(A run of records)
__________
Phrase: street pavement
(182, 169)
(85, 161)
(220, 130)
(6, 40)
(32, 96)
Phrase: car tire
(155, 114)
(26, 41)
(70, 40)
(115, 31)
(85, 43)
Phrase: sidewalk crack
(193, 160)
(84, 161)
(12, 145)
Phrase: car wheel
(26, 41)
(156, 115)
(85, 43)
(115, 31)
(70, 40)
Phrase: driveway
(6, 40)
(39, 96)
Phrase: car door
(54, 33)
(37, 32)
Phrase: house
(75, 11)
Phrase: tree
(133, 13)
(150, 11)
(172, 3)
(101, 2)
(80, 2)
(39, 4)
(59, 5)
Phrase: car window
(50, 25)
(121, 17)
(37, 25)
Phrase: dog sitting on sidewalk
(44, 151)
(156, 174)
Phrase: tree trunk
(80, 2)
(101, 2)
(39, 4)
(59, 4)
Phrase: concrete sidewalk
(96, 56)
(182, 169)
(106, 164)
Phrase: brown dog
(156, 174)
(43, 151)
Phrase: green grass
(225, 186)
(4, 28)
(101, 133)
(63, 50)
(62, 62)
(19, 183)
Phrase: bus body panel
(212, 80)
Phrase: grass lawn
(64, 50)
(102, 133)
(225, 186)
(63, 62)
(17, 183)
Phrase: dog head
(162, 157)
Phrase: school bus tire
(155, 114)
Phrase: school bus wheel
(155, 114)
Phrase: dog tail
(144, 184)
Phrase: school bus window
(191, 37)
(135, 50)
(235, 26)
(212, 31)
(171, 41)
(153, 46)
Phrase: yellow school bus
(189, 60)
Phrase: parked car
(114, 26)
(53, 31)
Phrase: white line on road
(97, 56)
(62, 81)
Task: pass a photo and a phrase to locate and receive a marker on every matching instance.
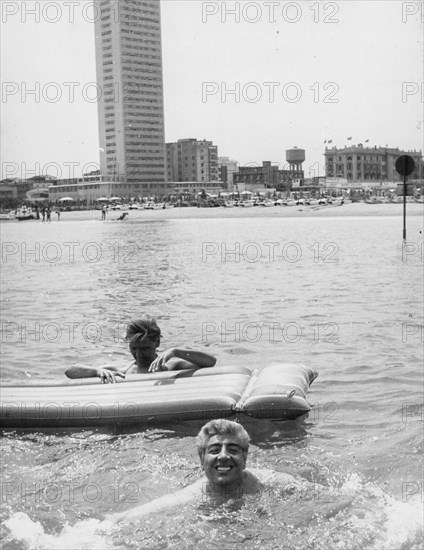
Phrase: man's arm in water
(188, 494)
(179, 359)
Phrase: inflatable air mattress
(275, 392)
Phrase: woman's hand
(108, 376)
(159, 364)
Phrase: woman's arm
(176, 359)
(105, 374)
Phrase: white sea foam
(88, 534)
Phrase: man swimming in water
(222, 446)
(143, 336)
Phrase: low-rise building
(268, 176)
(192, 160)
(368, 164)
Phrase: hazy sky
(303, 72)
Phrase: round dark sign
(405, 165)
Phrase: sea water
(339, 293)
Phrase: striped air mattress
(275, 392)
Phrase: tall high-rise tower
(129, 73)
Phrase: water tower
(295, 157)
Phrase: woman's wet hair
(144, 327)
(221, 426)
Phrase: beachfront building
(130, 106)
(361, 164)
(192, 160)
(268, 176)
(227, 169)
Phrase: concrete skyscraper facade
(130, 109)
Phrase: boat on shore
(8, 216)
(25, 213)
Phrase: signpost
(404, 165)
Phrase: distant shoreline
(356, 209)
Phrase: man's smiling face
(224, 460)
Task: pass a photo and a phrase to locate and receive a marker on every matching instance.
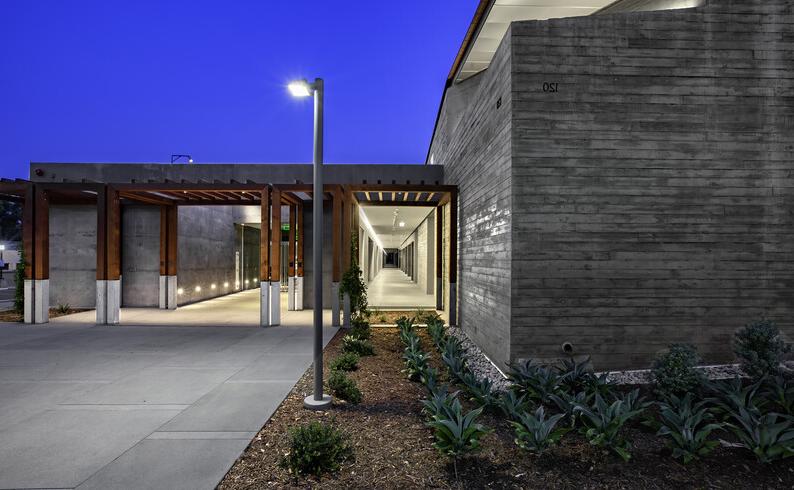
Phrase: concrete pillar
(291, 300)
(37, 301)
(264, 304)
(346, 305)
(299, 293)
(335, 304)
(108, 301)
(275, 303)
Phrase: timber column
(264, 259)
(275, 257)
(36, 237)
(336, 255)
(168, 257)
(291, 260)
(108, 270)
(299, 262)
(347, 231)
(453, 258)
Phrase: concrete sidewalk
(84, 406)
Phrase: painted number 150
(550, 86)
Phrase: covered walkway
(392, 288)
(233, 310)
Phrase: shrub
(687, 427)
(342, 386)
(536, 433)
(780, 391)
(674, 371)
(759, 347)
(603, 423)
(357, 346)
(769, 436)
(345, 362)
(316, 449)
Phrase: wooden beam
(336, 242)
(291, 246)
(275, 237)
(264, 239)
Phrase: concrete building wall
(653, 192)
(472, 141)
(140, 256)
(73, 256)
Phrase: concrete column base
(335, 304)
(171, 296)
(291, 293)
(264, 305)
(37, 301)
(275, 303)
(453, 304)
(108, 302)
(299, 293)
(346, 310)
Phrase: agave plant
(536, 433)
(480, 390)
(440, 403)
(538, 383)
(780, 391)
(567, 403)
(458, 433)
(769, 437)
(687, 426)
(512, 405)
(603, 423)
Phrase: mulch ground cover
(393, 447)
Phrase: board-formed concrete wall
(472, 141)
(652, 192)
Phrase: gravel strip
(483, 367)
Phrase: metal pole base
(312, 404)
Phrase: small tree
(353, 282)
(19, 276)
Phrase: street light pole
(317, 401)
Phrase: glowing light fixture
(299, 88)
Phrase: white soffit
(503, 12)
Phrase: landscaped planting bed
(393, 445)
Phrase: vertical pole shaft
(317, 237)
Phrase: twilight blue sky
(113, 81)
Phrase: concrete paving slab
(61, 448)
(233, 407)
(158, 385)
(172, 464)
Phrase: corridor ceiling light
(300, 88)
(369, 229)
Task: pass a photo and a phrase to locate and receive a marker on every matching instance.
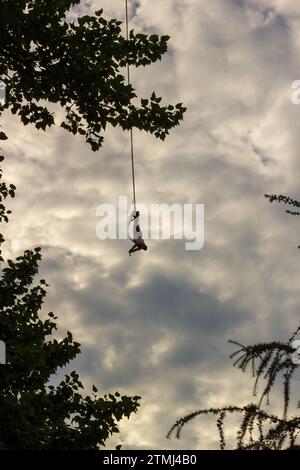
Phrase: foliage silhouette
(258, 429)
(34, 413)
(45, 58)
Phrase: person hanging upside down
(138, 242)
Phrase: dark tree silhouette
(258, 429)
(285, 200)
(35, 414)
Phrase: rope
(131, 132)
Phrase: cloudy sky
(157, 324)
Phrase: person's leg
(133, 249)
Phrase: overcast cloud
(157, 324)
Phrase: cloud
(157, 324)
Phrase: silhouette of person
(138, 242)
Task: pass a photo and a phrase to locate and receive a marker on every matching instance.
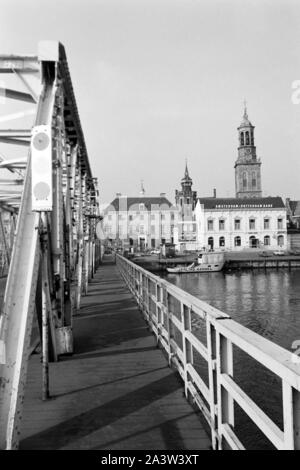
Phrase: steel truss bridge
(48, 218)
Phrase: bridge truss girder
(54, 252)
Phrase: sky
(161, 81)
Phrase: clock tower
(247, 165)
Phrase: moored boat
(206, 262)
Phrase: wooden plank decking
(116, 391)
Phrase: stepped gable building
(247, 166)
(141, 222)
(237, 223)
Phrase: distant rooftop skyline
(157, 82)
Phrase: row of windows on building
(140, 217)
(252, 241)
(237, 224)
(164, 229)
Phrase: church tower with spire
(247, 165)
(186, 196)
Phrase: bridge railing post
(225, 402)
(187, 347)
(212, 378)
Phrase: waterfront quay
(246, 259)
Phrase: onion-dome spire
(142, 191)
(186, 173)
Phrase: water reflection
(267, 302)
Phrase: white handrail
(216, 400)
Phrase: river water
(267, 302)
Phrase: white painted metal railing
(169, 312)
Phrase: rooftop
(127, 203)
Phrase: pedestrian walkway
(116, 391)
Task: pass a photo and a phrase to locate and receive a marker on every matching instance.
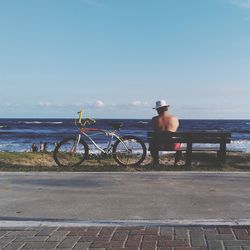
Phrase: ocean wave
(39, 122)
(4, 126)
(142, 122)
(245, 131)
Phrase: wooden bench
(189, 138)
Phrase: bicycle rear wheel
(69, 153)
(129, 151)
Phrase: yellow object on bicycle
(80, 116)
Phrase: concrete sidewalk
(158, 196)
(132, 211)
(129, 238)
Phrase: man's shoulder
(155, 117)
(174, 117)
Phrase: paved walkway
(129, 238)
(125, 196)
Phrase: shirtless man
(164, 122)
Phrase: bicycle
(126, 150)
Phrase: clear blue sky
(115, 58)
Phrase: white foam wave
(38, 122)
(142, 122)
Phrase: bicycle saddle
(116, 125)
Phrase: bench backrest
(191, 136)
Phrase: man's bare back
(165, 122)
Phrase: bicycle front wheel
(129, 151)
(69, 153)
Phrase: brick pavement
(129, 238)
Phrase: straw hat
(161, 103)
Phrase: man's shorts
(166, 146)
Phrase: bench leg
(155, 156)
(222, 153)
(178, 155)
(189, 154)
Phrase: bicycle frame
(110, 134)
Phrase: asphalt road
(125, 196)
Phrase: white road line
(109, 223)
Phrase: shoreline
(202, 161)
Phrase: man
(164, 122)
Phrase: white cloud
(95, 104)
(44, 104)
(244, 4)
(139, 104)
(94, 3)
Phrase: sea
(17, 135)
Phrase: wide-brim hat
(160, 104)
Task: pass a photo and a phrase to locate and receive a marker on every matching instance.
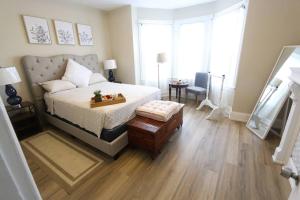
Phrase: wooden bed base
(110, 148)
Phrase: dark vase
(111, 77)
(13, 99)
(98, 99)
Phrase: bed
(103, 128)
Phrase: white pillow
(77, 74)
(57, 85)
(97, 78)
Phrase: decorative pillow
(77, 74)
(57, 85)
(97, 78)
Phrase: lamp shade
(9, 75)
(161, 58)
(110, 64)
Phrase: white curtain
(197, 45)
(225, 48)
(191, 50)
(154, 39)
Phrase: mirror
(275, 92)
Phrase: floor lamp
(161, 58)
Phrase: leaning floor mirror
(275, 93)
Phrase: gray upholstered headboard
(41, 69)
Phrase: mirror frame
(261, 94)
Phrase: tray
(106, 102)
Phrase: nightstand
(24, 120)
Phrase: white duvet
(74, 105)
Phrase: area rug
(64, 161)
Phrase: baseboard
(237, 116)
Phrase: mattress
(74, 105)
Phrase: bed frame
(41, 69)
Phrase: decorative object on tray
(98, 96)
(8, 76)
(85, 35)
(108, 100)
(37, 30)
(110, 65)
(64, 32)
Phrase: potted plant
(98, 96)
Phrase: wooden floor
(204, 160)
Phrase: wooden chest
(150, 134)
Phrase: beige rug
(66, 162)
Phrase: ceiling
(163, 4)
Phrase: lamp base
(111, 77)
(13, 99)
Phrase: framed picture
(64, 32)
(37, 30)
(85, 35)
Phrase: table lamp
(161, 58)
(8, 76)
(110, 65)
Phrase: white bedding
(74, 105)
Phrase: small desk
(178, 87)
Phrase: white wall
(120, 23)
(13, 39)
(154, 14)
(184, 13)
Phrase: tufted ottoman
(155, 122)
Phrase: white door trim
(16, 168)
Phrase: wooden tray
(105, 102)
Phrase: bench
(150, 134)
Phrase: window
(210, 43)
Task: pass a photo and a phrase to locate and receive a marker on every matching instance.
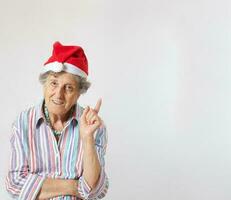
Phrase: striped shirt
(36, 155)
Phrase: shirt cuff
(98, 192)
(31, 187)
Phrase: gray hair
(83, 84)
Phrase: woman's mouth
(58, 102)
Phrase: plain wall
(163, 71)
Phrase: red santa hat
(71, 59)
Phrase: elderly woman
(57, 146)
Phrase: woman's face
(60, 93)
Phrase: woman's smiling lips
(58, 102)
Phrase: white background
(163, 70)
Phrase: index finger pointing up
(98, 105)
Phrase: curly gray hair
(83, 84)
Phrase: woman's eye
(54, 83)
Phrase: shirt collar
(40, 117)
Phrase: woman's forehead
(63, 76)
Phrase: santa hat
(70, 59)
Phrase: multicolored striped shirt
(37, 155)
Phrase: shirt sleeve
(102, 186)
(20, 183)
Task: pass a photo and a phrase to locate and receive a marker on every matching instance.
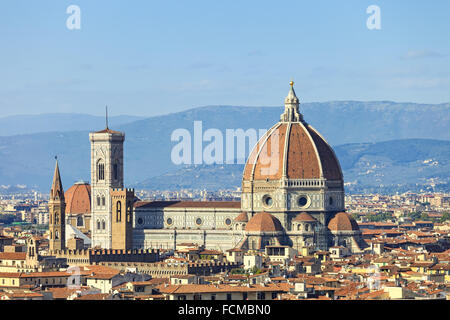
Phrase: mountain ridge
(28, 158)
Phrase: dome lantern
(291, 107)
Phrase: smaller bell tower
(57, 209)
(122, 218)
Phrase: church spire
(291, 106)
(107, 118)
(57, 192)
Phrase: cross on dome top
(291, 107)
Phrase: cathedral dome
(343, 222)
(292, 149)
(304, 217)
(78, 198)
(263, 222)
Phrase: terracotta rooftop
(13, 255)
(188, 204)
(308, 155)
(304, 217)
(78, 198)
(263, 222)
(343, 222)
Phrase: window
(267, 201)
(302, 201)
(116, 171)
(118, 211)
(100, 170)
(129, 211)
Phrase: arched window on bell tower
(129, 211)
(100, 170)
(119, 211)
(116, 171)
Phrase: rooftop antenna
(107, 117)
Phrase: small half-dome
(343, 222)
(304, 217)
(263, 222)
(243, 217)
(78, 198)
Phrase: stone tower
(57, 208)
(122, 218)
(106, 173)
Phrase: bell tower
(57, 209)
(122, 218)
(106, 173)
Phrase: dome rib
(304, 217)
(78, 198)
(263, 222)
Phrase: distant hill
(26, 124)
(27, 159)
(409, 164)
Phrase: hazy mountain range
(357, 130)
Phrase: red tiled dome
(304, 217)
(343, 222)
(308, 155)
(263, 222)
(78, 198)
(242, 217)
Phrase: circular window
(267, 200)
(302, 201)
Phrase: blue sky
(155, 57)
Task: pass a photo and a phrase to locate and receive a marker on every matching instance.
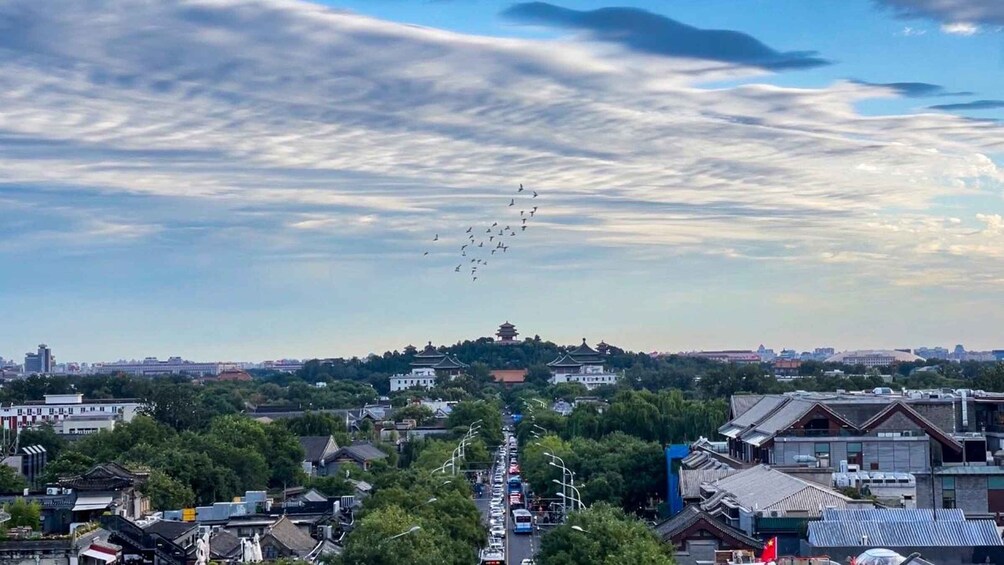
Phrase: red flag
(769, 551)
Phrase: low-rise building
(948, 540)
(583, 365)
(750, 499)
(877, 431)
(317, 450)
(360, 454)
(976, 490)
(696, 536)
(57, 407)
(420, 377)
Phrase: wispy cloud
(960, 28)
(916, 89)
(283, 129)
(652, 33)
(975, 104)
(950, 11)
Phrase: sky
(263, 179)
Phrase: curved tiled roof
(896, 355)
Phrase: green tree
(284, 455)
(166, 493)
(422, 414)
(175, 404)
(68, 464)
(10, 480)
(608, 537)
(45, 437)
(24, 514)
(390, 536)
(315, 424)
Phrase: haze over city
(262, 180)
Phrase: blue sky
(258, 180)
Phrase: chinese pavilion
(507, 334)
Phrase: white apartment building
(424, 377)
(57, 407)
(589, 375)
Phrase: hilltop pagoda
(507, 334)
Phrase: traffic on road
(511, 528)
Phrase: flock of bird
(478, 246)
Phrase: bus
(522, 522)
(515, 485)
(492, 557)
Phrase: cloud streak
(281, 129)
(656, 34)
(975, 104)
(949, 11)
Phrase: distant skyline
(258, 180)
(419, 344)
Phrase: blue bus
(522, 522)
(515, 485)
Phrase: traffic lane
(521, 546)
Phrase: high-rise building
(40, 362)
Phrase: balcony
(842, 433)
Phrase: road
(519, 546)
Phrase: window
(948, 492)
(821, 453)
(854, 453)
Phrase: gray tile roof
(224, 544)
(692, 515)
(362, 452)
(316, 448)
(287, 534)
(947, 533)
(763, 488)
(739, 403)
(171, 529)
(691, 480)
(891, 515)
(755, 413)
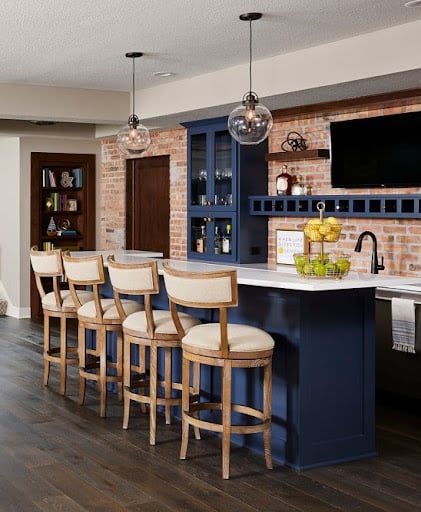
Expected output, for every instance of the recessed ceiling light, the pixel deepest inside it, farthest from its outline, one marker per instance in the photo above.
(43, 123)
(164, 73)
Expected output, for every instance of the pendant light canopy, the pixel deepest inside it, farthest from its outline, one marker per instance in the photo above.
(133, 139)
(250, 122)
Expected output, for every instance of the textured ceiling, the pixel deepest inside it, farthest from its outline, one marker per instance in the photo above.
(82, 43)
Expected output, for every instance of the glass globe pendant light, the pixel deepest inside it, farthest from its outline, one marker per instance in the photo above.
(250, 122)
(133, 139)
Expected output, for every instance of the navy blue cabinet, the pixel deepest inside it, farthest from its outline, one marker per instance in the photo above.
(221, 176)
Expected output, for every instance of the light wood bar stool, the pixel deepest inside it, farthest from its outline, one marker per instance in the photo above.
(101, 316)
(153, 329)
(224, 345)
(48, 270)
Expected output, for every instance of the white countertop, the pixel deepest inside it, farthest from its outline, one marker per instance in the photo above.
(124, 255)
(284, 276)
(269, 276)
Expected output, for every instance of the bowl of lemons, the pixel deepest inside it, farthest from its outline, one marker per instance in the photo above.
(319, 230)
(322, 266)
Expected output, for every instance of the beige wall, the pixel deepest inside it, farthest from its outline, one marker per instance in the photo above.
(399, 239)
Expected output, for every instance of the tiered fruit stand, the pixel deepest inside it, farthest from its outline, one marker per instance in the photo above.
(320, 264)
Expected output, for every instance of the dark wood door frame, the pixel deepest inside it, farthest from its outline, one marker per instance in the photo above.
(147, 204)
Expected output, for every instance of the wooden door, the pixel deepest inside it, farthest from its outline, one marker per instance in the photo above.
(148, 204)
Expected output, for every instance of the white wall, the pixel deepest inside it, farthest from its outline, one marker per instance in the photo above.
(10, 224)
(15, 187)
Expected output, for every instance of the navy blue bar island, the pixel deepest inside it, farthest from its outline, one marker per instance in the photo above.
(324, 361)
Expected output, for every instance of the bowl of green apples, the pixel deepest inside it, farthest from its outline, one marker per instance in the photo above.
(322, 266)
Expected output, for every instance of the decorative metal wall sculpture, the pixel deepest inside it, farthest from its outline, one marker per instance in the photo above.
(294, 142)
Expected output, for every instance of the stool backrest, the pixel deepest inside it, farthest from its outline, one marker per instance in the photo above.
(214, 289)
(47, 264)
(211, 290)
(134, 279)
(85, 271)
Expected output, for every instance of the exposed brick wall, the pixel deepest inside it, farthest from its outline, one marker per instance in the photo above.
(399, 240)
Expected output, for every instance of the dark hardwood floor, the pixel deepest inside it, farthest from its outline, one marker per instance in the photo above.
(57, 455)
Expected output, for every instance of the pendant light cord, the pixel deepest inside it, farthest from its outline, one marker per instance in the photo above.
(251, 55)
(133, 84)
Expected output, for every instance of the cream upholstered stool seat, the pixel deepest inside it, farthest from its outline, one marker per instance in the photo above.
(150, 329)
(101, 316)
(48, 270)
(224, 345)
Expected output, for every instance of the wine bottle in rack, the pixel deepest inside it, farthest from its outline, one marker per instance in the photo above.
(217, 242)
(226, 241)
(201, 240)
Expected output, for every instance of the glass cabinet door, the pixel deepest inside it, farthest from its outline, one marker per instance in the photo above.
(199, 171)
(212, 237)
(222, 179)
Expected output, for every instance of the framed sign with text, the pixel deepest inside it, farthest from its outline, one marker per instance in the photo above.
(289, 242)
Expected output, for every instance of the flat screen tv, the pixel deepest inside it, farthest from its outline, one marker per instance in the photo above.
(376, 152)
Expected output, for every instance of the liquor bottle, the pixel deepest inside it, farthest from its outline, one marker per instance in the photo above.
(226, 241)
(217, 242)
(283, 182)
(299, 187)
(201, 240)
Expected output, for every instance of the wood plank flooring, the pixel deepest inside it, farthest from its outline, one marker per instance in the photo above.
(58, 456)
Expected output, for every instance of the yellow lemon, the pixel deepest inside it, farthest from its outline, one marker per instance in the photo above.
(325, 229)
(332, 220)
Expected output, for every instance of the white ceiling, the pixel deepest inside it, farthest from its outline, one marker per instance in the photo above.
(81, 44)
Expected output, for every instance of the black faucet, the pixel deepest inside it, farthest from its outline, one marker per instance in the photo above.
(375, 267)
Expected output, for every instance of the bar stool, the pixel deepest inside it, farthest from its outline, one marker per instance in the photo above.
(150, 328)
(224, 345)
(48, 270)
(101, 316)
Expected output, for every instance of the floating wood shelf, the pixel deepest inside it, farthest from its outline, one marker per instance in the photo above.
(308, 154)
(384, 206)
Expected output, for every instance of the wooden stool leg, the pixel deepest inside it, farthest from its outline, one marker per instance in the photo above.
(46, 348)
(226, 417)
(63, 355)
(196, 392)
(142, 370)
(267, 412)
(126, 379)
(119, 369)
(168, 384)
(153, 384)
(185, 407)
(102, 382)
(82, 361)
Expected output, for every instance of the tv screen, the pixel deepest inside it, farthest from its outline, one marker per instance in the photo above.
(376, 152)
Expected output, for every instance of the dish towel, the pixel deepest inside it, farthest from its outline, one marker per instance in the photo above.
(403, 325)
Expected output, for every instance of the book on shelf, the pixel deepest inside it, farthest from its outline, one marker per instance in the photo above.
(78, 177)
(47, 246)
(52, 178)
(67, 232)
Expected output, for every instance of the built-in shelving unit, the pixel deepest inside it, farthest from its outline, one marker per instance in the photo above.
(382, 206)
(62, 205)
(308, 154)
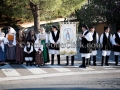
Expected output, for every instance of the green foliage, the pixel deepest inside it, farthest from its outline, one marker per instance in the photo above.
(49, 9)
(100, 11)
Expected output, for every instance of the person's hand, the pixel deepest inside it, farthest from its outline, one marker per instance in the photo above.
(39, 51)
(28, 52)
(117, 44)
(80, 35)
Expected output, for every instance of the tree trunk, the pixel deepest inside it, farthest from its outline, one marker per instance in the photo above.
(36, 19)
(35, 12)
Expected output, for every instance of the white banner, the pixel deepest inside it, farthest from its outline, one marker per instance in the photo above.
(68, 38)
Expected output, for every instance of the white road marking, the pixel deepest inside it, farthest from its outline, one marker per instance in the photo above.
(34, 69)
(59, 68)
(57, 74)
(9, 71)
(109, 67)
(98, 57)
(87, 69)
(76, 57)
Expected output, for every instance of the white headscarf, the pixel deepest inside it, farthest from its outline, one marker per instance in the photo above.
(12, 31)
(2, 39)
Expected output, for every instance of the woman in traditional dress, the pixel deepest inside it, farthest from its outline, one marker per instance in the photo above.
(3, 43)
(31, 37)
(39, 60)
(85, 48)
(54, 44)
(20, 39)
(28, 49)
(11, 52)
(44, 40)
(106, 41)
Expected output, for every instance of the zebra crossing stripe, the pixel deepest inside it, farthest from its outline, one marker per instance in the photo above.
(34, 69)
(9, 71)
(108, 67)
(59, 68)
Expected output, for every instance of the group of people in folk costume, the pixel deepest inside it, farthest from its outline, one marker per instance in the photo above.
(89, 45)
(19, 48)
(31, 48)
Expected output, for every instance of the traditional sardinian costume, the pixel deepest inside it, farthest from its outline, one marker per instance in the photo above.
(39, 59)
(44, 41)
(85, 48)
(32, 39)
(20, 49)
(94, 44)
(11, 52)
(3, 43)
(106, 42)
(28, 56)
(116, 48)
(54, 44)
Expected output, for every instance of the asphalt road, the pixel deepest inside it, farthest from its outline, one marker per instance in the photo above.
(20, 77)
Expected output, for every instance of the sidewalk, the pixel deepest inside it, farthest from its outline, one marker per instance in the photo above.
(26, 25)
__________
__To do__:
Starting at the line that contains "Expected output, for every instance of the group", repeat each line exactly through the last one in the listing. Include both of those lines and nothing more.

__The response__:
Expected output, for every instance of the group of people in folk costume, the pixel deepest inside it, farthest from its outline, one marker per instance in the photo above.
(89, 45)
(19, 48)
(31, 48)
Expected output, for every instance of the traditional sardinian costume, the pixel deepest inside it, farthest from its outline, one marker per instance in the photo above.
(39, 59)
(44, 41)
(85, 48)
(32, 39)
(20, 49)
(94, 44)
(11, 52)
(3, 43)
(106, 42)
(28, 56)
(116, 48)
(54, 44)
Expected output, for every instance of the asphalt road, the pixel deepest inside it, farthest from its outline, one marker per instance in the photo above.
(20, 77)
Expected output, for every instance of the sidewalk, the pixel deepest inside it, farthest from its outline, one marker per instance in the photo above.
(26, 25)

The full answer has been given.